====== Excerpted passage ======
Hi Kirk,

On Apr 16, 2010, at 2:58 PM, [email protected] wrote:

> Quincey,
> 
> Thanks for the tip. A quick read of "HDF5 Dataset Region References" does
> look promising.
> 
> Would you say the main benefit of Region References is more direct (i.e.
> efficient) construction of the related Hyperslabs upon a data retrieval?
> Perhaps versus saving a start/stop element number within the index element
> and having to build a Hyperslab region from that information alone?

        Yes, definitely.

        Quincey

> Kirk
> 
>> Hi Kirk,
>> 
>> On Apr 16, 2010, at 11:29 AM, Kirk Harrison wrote:
>> 
>>> To account for possible gaps of data within the stream I need to have a
>>> way
>>> of indexing blocks of data within the (single) dataset that I write the
>>> data
>>> to. (I elected to use a fixed contiguous dataset approach as opposed to
>>> a
>>> dynamically sized one using Chunks so that I can better manage the
>>> diskspace
>>> and circular buffer.)
>>> 
>>> I am in the process of setting up an (dynamic/chunked) indexing dataset
>>> to
>>> access the dataset used to capture the datastream. What I envision is
>>> each
>>> record in the index table containing elements such as:
>>> - Start_time
>>> - Stop_time
>>> - Num_Records
>>> - Reference (??? See question 3 below)
>>> Each index record would be use to describe a region in the continuous
>>> dataset used to capture the streamed data (which would further be used
>>> by a
>>> client to set up hyperslabs to request specific groups of data.)
>>> 
>>> I am still in the process of learning about HDF5 Links. I was thinking I
>>> might be able to simply have the index table contain soft links to the
>>> stream dataset with possibly properties (Start_time, Stop_time,
>>> Num_Records,
>>> etc...)
====== Provided entries ======
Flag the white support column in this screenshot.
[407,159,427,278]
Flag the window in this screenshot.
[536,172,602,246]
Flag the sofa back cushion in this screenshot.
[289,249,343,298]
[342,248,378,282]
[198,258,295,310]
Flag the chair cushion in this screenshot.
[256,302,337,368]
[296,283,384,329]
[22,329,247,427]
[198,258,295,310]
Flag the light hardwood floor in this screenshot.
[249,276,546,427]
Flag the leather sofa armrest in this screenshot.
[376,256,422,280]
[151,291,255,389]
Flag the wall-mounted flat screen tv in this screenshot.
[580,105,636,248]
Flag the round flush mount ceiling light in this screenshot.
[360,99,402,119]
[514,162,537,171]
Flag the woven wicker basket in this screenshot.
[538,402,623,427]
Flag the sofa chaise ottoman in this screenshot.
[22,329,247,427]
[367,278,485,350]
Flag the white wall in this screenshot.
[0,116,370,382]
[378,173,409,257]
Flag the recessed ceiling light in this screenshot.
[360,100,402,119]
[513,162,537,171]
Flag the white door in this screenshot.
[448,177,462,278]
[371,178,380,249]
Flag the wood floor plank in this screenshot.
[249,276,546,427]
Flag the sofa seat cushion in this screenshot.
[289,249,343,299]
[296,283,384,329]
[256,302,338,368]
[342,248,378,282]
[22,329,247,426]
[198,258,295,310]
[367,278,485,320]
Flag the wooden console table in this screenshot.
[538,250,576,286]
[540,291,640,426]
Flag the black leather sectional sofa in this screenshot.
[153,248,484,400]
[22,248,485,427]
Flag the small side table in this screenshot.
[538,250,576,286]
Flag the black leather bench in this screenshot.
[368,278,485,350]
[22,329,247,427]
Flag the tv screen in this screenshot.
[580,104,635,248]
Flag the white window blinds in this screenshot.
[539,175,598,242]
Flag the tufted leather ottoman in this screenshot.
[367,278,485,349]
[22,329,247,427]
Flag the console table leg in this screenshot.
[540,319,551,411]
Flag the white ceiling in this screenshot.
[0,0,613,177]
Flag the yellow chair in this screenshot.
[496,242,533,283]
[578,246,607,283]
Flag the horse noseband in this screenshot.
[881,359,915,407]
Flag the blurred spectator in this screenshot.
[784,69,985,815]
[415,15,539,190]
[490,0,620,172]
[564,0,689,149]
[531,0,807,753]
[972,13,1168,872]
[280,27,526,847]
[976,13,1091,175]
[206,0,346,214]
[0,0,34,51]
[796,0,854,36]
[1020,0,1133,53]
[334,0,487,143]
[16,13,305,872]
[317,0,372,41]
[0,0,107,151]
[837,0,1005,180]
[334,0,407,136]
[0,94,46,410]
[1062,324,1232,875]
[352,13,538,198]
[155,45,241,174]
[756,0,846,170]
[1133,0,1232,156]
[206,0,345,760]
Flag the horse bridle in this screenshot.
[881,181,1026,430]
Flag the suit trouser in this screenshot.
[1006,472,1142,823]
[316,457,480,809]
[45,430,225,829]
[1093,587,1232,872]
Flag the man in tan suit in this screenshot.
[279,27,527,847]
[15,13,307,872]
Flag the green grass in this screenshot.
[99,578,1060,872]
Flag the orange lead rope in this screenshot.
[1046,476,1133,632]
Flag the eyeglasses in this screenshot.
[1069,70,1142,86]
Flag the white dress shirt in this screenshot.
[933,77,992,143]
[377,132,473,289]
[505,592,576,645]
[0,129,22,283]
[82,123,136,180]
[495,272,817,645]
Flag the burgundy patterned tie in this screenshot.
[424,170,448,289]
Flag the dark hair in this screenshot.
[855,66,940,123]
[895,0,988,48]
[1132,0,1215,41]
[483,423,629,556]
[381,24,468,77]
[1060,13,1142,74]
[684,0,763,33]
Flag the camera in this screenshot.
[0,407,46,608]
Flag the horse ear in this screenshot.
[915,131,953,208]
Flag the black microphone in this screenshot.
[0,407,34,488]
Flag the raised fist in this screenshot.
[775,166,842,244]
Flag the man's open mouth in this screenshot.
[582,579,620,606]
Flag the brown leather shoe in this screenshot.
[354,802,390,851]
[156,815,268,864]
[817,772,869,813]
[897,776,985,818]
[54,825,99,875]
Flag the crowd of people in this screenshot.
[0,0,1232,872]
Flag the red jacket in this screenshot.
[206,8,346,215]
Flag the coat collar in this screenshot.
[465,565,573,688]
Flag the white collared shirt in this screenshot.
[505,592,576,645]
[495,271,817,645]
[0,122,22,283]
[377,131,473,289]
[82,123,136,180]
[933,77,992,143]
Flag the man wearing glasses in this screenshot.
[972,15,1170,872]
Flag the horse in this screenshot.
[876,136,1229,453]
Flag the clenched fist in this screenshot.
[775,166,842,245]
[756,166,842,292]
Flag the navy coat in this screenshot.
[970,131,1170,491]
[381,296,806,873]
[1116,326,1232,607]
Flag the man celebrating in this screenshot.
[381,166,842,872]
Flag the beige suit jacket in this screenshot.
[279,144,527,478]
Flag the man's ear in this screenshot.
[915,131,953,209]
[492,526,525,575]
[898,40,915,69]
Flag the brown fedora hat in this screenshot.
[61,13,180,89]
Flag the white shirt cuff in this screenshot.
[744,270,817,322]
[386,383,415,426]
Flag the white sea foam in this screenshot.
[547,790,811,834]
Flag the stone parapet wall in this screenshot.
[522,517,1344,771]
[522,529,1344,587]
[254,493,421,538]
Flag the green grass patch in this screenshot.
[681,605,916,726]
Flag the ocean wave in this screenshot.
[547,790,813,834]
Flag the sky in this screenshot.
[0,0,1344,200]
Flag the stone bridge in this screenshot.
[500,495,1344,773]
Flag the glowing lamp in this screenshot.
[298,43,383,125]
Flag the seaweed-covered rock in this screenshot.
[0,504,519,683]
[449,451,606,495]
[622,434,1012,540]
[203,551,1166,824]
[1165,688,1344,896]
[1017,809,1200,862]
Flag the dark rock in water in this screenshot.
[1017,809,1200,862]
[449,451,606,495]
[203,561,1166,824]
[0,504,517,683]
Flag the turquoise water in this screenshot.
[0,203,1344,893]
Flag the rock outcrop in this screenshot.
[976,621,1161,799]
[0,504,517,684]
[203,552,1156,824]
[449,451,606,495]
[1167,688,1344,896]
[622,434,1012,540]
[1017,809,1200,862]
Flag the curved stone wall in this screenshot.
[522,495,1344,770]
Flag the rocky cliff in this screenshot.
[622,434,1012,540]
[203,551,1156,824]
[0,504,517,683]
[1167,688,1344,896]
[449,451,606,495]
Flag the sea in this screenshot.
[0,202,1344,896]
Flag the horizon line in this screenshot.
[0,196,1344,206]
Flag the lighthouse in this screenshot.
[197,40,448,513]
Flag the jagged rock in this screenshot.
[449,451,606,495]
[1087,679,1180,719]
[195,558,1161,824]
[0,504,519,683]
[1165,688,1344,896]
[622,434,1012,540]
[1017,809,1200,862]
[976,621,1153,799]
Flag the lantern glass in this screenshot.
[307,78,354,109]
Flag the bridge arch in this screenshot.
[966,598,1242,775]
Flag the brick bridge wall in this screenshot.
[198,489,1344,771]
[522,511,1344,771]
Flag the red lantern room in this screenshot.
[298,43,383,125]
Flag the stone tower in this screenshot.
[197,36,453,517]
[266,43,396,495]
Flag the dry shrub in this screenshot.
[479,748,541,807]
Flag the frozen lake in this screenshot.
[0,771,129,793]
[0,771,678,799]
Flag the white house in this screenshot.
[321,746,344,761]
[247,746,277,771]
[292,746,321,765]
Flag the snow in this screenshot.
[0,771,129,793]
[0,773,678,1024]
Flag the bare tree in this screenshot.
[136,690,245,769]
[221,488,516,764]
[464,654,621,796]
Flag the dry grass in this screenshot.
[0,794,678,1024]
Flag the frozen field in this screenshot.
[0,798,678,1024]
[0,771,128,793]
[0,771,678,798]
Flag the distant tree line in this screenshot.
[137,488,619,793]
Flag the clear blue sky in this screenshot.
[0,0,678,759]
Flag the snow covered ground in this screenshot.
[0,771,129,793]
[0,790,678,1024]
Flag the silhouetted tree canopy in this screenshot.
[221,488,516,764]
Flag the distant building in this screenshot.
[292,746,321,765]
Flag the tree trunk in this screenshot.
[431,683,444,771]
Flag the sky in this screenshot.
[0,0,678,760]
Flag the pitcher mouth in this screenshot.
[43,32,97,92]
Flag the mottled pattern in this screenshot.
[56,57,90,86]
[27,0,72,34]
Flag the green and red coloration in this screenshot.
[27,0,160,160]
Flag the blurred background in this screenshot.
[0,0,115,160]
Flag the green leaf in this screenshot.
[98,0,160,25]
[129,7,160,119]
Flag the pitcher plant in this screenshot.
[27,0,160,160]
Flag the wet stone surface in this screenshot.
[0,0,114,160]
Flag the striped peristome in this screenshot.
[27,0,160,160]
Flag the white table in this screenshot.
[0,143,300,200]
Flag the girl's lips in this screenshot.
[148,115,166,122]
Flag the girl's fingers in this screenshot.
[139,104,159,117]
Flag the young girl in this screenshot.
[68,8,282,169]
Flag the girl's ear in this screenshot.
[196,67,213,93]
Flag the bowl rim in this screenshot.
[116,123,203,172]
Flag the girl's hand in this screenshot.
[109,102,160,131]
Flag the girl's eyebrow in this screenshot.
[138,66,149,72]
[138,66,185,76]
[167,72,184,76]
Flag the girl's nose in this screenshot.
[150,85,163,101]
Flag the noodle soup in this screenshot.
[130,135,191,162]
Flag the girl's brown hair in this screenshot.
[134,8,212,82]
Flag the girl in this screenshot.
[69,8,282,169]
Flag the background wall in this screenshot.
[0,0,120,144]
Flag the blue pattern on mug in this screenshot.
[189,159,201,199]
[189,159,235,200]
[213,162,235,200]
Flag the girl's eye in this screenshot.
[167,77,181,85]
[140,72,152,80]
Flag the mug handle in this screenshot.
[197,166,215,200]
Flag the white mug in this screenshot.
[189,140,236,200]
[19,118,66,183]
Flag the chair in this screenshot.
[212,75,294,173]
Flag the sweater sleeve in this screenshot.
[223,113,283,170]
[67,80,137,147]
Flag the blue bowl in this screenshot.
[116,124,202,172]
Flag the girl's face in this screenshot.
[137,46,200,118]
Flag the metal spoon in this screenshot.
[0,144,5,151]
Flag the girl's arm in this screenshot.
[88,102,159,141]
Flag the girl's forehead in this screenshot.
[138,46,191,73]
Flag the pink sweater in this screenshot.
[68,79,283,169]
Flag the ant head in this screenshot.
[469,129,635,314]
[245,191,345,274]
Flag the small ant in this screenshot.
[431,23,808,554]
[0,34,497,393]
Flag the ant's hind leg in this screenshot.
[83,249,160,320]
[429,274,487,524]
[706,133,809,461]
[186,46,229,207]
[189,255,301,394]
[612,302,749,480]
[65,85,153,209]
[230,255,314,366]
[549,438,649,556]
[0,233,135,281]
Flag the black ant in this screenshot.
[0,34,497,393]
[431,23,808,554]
======
Given instruction A: Rewrite the stretch of the HDF5 thread from "On Apr 16, 2010, at 2:58" through "more direct (i.e.", putting "useful" in place of "promising".
Given instruction B: Copy out verbatim the stretch of the records from the line that contains "Flag the coat collar in this screenshot." through the line that contains "[972,15,1170,872]".

Correct result A:
On Apr 16, 2010, at 2:58 PM, [email protected] wrote:

> Quincey,
> 
> Thanks for the tip. A quick read of "HDF5 Dataset Region References" does
> look useful.
> 
> Would you say the main benefit of Region References is more direct (i.e.

Correct result B:
Flag the coat collar in this screenshot.
[465,565,573,688]
Flag the white collared shirt in this screenshot.
[505,592,576,645]
[495,271,817,645]
[0,122,22,283]
[377,131,473,289]
[82,123,136,180]
[933,77,992,143]
Flag the man wearing glasses in this screenshot.
[972,15,1170,872]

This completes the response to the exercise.